- [What you will do]
Can you reproduce all of the data below, line for line, with no changes?

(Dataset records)
|---|

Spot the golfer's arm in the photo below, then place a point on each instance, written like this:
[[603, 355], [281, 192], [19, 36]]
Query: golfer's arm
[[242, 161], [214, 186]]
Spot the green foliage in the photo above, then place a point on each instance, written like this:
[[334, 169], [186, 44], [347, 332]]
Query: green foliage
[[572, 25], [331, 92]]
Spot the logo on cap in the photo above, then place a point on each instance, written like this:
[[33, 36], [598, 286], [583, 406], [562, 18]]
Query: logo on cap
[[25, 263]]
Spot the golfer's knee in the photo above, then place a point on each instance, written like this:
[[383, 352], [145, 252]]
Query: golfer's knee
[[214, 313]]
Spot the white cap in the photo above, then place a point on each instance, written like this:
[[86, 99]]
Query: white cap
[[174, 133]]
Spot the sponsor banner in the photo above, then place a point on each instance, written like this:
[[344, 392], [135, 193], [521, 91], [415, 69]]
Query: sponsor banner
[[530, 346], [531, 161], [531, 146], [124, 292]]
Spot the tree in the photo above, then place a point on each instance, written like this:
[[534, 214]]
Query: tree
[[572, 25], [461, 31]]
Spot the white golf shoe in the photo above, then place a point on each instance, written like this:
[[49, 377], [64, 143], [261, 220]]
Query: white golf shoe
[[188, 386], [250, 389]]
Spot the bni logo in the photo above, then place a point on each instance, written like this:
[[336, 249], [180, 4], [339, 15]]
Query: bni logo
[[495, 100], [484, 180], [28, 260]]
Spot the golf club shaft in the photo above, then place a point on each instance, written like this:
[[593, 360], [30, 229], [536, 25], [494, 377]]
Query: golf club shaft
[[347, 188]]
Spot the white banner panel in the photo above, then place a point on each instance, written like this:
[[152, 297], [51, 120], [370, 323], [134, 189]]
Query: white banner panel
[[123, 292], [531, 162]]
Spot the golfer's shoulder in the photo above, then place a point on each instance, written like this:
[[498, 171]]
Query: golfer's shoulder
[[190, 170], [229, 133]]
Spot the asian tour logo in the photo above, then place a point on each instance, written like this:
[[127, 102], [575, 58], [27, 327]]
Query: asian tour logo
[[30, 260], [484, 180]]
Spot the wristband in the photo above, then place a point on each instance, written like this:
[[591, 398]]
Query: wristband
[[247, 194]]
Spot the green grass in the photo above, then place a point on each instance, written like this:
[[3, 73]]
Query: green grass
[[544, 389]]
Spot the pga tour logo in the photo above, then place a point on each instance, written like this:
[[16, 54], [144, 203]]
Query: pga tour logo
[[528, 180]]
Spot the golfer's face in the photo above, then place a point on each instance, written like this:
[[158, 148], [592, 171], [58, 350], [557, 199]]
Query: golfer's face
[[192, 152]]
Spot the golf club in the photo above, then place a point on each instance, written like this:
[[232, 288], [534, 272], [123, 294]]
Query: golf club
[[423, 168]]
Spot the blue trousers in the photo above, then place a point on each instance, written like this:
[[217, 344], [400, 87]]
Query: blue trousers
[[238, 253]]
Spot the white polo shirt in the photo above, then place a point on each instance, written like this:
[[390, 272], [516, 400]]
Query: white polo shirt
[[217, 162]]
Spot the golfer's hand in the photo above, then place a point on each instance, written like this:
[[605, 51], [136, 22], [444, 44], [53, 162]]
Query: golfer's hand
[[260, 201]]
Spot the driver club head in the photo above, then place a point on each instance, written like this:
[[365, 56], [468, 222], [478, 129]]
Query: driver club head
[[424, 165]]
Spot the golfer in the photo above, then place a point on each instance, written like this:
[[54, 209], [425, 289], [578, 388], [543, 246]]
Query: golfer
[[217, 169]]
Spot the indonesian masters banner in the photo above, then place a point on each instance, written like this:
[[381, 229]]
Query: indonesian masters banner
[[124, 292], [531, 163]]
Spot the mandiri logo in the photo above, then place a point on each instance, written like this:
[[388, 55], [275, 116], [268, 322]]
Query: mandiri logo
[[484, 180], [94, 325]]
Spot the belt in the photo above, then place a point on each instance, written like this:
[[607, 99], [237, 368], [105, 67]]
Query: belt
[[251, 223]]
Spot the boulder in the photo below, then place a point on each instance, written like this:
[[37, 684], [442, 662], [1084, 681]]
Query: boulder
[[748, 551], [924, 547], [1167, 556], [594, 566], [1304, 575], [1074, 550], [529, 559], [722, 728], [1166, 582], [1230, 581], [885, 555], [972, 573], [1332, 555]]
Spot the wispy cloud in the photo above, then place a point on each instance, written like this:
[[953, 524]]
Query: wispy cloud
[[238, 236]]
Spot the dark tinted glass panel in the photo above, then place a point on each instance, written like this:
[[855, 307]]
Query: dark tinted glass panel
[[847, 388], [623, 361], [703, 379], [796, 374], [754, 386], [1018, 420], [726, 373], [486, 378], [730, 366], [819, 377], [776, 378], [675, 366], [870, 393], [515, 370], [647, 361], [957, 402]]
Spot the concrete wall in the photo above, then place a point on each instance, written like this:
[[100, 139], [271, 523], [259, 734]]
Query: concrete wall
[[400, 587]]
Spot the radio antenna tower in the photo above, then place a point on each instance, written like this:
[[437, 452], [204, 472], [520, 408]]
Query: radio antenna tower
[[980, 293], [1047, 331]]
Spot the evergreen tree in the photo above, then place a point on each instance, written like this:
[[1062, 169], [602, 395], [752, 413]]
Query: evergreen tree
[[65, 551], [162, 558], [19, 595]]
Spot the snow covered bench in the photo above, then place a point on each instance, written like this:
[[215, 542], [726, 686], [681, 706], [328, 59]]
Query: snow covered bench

|---|

- [Complete response]
Spot the golfer's arm in the photo below, then place a point on each instance, written like this:
[[603, 355], [281, 192], [19, 36]]
Query: golfer's arm
[[242, 161], [214, 186]]
Spot the green foliage in the photo above, then place a point on each instance, written like this:
[[334, 169], [186, 44], [347, 332]]
Query: green foliage
[[572, 25], [331, 92]]
Spot the logo on cap in the photo above, then place a point on each instance, written like this:
[[33, 36], [598, 286], [583, 406], [562, 18]]
Query: logo on cap
[[25, 263]]
Spot the golfer's knee in the photo above, then place a point on each instance, written like this:
[[383, 352], [145, 252]]
Query: golfer's knee
[[214, 313]]
Spot the white cap in the photo above, then place a point on each instance, written like this:
[[86, 99]]
Query: white cap
[[174, 133]]
Spot the sponsor banner in the photo above, then place a point on each instance, written like this:
[[344, 392], [135, 193], [521, 91], [415, 69]]
Query: sponsor banner
[[530, 346], [531, 161], [531, 146], [124, 292]]
Spot the tree in the photo above, then place a point on each instance, written like this:
[[534, 214]]
Query: tree
[[572, 25], [461, 31]]
Spot the white golf shoe in the photo above, then place a point on each instance, written like this:
[[49, 377], [64, 143], [261, 220]]
Query: white golf shoe
[[188, 386], [250, 389]]
Spot the bni logo in the photo above, then place a point on each instance, written like this:
[[336, 249], [180, 4], [339, 15]]
Query: bni logo
[[495, 100], [484, 180], [28, 260]]
Spot the golf club shaft in the photo above, then place a point on each instance, written like this:
[[593, 360], [30, 229], [536, 25], [494, 377]]
Query: golf club shaft
[[347, 188]]
Spot the white banner panel in the photo above, then place a point on each instance, written like this:
[[152, 297], [51, 120], [370, 323], [134, 189]]
Query: white banner panel
[[123, 292], [531, 162]]
Spot the golfer's shoulder in the photo above, then place a point on each instance, written like this:
[[498, 171]]
Query: golfer's shoulder
[[190, 170], [229, 133]]
Spot the asian tour logo in the photo above, then place a point on each instance, written like this:
[[127, 102], [575, 58], [27, 327]]
Query: asian tour logo
[[30, 260], [484, 180]]
Spot the wristband in the photo above, then place a point on each instance, written like this:
[[591, 398]]
Query: wristband
[[247, 194]]
Spot the green grass in the photo above, then place a point on each instance, written like this:
[[3, 73]]
Query: green grass
[[544, 389]]
Spot the pga tour logo in the photo above, then place a point on each instance, written like this:
[[16, 54], [144, 203]]
Query: pga tour logo
[[528, 180]]
Spot the golfer's face in the photo above, then place a point on each instance, written like this:
[[158, 148], [592, 171], [58, 350], [557, 199]]
Query: golfer's face
[[192, 152]]
Spot the golf club in the photo above, then place a point on each instance, written like this:
[[232, 288], [534, 272], [123, 294]]
Query: golf club
[[423, 168]]
Spot the blue trousers in the photo above, then place a point on each instance, written like this:
[[217, 344], [400, 87]]
Query: blue trousers
[[238, 253]]
Spot the white polo shirt in the photo above, then place a point on each instance, written like this:
[[390, 272], [516, 400]]
Query: white polo shirt
[[217, 162]]
Spot the golfer's hand in the photo above, then place a point on each instance, written like this:
[[605, 51], [136, 22], [444, 44], [53, 162]]
Query: golfer's hand
[[260, 201]]
Spot the driver club head in the photo above, then place a point on each instance, written like this:
[[365, 56], [468, 222], [478, 129]]
Query: driver club head
[[424, 165]]
Spot the golfer in the photo above, then place a point on each instance, written like this:
[[54, 209], [425, 289], [578, 388], [543, 246]]
Query: golfer
[[217, 169]]
Spot the indonesian masters banner in the photo above, then place a point on each instance, written like this:
[[381, 229]]
Query: indonesian masters banner
[[124, 292], [531, 163]]
Spot the mandiri logo in the photo above, then place a point on each instance, written like this:
[[388, 55], [275, 116], [268, 322]]
Query: mandiri logo
[[484, 180], [94, 325]]
Spot the belt in the photo above, then place a point on each instance, written like this:
[[607, 99], [237, 368], [105, 67]]
Query: belt
[[251, 223]]
Spot the boulder in the photo below, then place a point on each instance, written like this:
[[37, 684], [442, 662], [1084, 681]]
Query: boulder
[[748, 551], [924, 547], [1167, 556], [594, 566], [1304, 575], [1074, 550], [529, 559], [722, 728], [1166, 582], [1230, 581], [885, 555], [972, 573], [1332, 555]]
Spot the wispy cloud in the photo above, then place a point on each instance, written like this:
[[953, 524]]
Query: wispy cloud
[[238, 236]]
Spot the dark tinted glass panel in the photo above, then place a point on each instance, written like this:
[[855, 307]]
Query: dark tinted glass panel
[[847, 388], [623, 361], [703, 379], [796, 374], [754, 386], [1018, 420], [726, 373], [486, 378], [730, 366], [819, 377], [776, 378], [675, 366], [870, 393], [515, 370], [647, 361], [957, 402]]
Spot the concrete wall in the photo above, then place a point on each instance, written like this:
[[100, 139], [271, 523], [259, 734]]
Query: concrete wall
[[400, 587]]
Spot the radio antenna tower in the photo above, then place a point on each instance, written like this:
[[437, 452], [204, 472], [520, 408]]
Query: radio antenna tower
[[980, 293], [1047, 331]]
Spot the evergreen tree in the photo above, then place a point on each instance, written like this:
[[1062, 169], [602, 395], [752, 413]]
Query: evergreen tree
[[65, 551], [162, 558], [19, 595]]
Spot the snow covered bench in the photo above, then place a point on each instance, written like this:
[[215, 542], [726, 686], [681, 706], [328, 59]]
Query: snow covered bench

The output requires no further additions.